(Stored items)
* begin *

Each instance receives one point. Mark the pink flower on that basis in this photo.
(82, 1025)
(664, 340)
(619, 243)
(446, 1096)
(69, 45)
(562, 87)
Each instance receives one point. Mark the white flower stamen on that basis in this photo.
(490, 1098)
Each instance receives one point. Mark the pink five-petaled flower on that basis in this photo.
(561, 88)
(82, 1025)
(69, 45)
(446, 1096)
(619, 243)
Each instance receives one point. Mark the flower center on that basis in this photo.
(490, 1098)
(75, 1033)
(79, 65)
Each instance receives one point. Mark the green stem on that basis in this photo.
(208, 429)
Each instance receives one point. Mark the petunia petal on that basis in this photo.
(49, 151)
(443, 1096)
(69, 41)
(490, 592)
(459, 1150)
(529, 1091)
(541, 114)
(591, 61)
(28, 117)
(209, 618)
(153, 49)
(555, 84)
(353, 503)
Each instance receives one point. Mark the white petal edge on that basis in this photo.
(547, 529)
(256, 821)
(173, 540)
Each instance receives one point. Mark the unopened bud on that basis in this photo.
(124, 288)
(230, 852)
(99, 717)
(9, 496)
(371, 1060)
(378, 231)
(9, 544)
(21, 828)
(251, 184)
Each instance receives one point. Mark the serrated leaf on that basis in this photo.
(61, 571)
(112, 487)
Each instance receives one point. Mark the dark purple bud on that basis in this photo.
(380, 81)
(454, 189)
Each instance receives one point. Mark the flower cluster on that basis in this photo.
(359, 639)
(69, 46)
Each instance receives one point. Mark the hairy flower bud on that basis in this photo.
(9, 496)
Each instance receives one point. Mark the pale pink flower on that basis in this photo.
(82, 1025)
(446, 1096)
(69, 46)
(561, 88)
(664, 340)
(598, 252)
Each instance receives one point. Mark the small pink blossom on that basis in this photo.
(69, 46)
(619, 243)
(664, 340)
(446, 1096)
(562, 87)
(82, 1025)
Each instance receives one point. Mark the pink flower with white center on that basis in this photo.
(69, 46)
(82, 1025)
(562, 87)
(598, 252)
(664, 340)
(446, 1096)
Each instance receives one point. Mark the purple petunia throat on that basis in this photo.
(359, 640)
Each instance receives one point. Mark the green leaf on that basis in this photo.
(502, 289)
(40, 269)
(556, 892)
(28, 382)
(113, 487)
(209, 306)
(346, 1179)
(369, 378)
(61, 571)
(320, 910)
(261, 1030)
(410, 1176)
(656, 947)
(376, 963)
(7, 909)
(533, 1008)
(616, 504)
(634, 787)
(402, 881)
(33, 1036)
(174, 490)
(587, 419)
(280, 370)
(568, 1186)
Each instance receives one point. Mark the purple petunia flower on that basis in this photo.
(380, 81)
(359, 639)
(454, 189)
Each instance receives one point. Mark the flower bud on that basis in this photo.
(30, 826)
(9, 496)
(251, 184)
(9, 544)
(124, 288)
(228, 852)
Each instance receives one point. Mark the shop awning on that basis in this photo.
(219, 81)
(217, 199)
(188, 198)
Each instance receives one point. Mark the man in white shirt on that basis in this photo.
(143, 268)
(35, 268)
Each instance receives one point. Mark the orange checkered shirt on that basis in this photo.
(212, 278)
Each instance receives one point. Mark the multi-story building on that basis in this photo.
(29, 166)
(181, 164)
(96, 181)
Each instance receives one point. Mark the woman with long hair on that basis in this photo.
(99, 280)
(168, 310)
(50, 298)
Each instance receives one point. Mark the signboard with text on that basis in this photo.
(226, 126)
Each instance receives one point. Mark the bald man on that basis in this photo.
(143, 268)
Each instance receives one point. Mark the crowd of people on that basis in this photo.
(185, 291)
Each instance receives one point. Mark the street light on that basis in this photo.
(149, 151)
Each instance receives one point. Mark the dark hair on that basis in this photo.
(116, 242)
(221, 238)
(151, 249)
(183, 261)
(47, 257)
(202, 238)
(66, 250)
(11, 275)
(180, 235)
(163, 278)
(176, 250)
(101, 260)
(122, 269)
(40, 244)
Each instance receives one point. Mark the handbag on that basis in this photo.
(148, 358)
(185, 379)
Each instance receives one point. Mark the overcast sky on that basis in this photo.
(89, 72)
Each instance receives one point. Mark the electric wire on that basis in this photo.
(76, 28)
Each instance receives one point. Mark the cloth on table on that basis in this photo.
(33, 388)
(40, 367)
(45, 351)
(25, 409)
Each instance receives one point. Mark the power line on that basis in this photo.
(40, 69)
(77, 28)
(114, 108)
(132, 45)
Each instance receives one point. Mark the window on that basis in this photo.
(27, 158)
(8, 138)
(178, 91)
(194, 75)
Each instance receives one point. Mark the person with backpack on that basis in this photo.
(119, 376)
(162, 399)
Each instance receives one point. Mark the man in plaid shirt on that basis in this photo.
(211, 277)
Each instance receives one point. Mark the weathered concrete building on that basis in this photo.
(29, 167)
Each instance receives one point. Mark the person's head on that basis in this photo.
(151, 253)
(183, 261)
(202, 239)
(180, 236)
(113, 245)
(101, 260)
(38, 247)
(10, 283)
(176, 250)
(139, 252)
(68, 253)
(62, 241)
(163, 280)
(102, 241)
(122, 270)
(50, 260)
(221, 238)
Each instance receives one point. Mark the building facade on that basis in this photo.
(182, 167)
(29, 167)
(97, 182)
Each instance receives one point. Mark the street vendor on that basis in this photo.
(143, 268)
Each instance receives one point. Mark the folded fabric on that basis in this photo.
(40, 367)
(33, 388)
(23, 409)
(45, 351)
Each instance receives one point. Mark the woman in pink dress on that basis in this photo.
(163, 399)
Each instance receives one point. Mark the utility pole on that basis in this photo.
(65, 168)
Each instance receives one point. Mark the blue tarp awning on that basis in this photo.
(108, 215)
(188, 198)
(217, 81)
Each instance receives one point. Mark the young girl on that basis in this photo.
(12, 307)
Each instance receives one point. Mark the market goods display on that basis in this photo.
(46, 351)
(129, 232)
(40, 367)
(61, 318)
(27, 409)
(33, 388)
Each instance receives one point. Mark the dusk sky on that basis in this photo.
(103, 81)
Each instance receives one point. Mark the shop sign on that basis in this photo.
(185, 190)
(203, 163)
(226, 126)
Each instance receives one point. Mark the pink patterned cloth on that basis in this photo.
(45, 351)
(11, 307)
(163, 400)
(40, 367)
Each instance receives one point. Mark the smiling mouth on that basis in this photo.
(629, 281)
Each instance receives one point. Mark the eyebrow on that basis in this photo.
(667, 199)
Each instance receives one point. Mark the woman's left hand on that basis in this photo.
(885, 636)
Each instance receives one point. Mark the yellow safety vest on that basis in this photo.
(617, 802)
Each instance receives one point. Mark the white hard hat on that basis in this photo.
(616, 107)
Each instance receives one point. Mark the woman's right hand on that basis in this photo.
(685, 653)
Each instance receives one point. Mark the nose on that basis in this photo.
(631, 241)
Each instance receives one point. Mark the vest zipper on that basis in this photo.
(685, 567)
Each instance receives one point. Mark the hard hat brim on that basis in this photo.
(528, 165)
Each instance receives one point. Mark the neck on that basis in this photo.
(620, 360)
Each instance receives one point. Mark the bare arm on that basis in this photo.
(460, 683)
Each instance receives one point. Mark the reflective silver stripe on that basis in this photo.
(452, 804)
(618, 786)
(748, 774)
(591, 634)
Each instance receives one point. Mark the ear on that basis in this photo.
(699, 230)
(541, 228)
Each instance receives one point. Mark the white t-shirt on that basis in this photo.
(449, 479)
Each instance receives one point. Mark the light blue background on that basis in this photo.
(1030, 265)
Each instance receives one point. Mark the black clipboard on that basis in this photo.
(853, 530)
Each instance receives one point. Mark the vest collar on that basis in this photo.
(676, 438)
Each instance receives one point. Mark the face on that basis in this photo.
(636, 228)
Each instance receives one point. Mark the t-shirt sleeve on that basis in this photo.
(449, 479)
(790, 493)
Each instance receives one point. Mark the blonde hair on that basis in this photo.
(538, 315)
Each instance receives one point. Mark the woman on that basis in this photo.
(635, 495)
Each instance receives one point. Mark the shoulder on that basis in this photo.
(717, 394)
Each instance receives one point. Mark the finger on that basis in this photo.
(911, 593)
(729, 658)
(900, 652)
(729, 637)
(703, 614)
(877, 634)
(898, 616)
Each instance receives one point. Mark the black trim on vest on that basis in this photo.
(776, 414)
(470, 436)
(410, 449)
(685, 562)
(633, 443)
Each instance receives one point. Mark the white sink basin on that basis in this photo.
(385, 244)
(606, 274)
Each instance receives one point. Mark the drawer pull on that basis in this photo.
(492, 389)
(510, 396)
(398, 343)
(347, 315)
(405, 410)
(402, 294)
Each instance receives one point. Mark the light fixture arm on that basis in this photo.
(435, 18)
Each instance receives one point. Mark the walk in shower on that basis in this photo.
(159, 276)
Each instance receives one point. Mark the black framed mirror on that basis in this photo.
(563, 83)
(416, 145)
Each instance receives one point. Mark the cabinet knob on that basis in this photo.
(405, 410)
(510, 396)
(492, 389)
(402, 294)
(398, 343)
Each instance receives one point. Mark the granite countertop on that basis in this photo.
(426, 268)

* end *

Copy the stretch of the records from the line containing "Each instance receives one point. Mark the granite" through the end of the records, word for word.

### THE SOLUTION
Each instance receives one point. Mark the granite countertop on that basis in this photo.
(426, 268)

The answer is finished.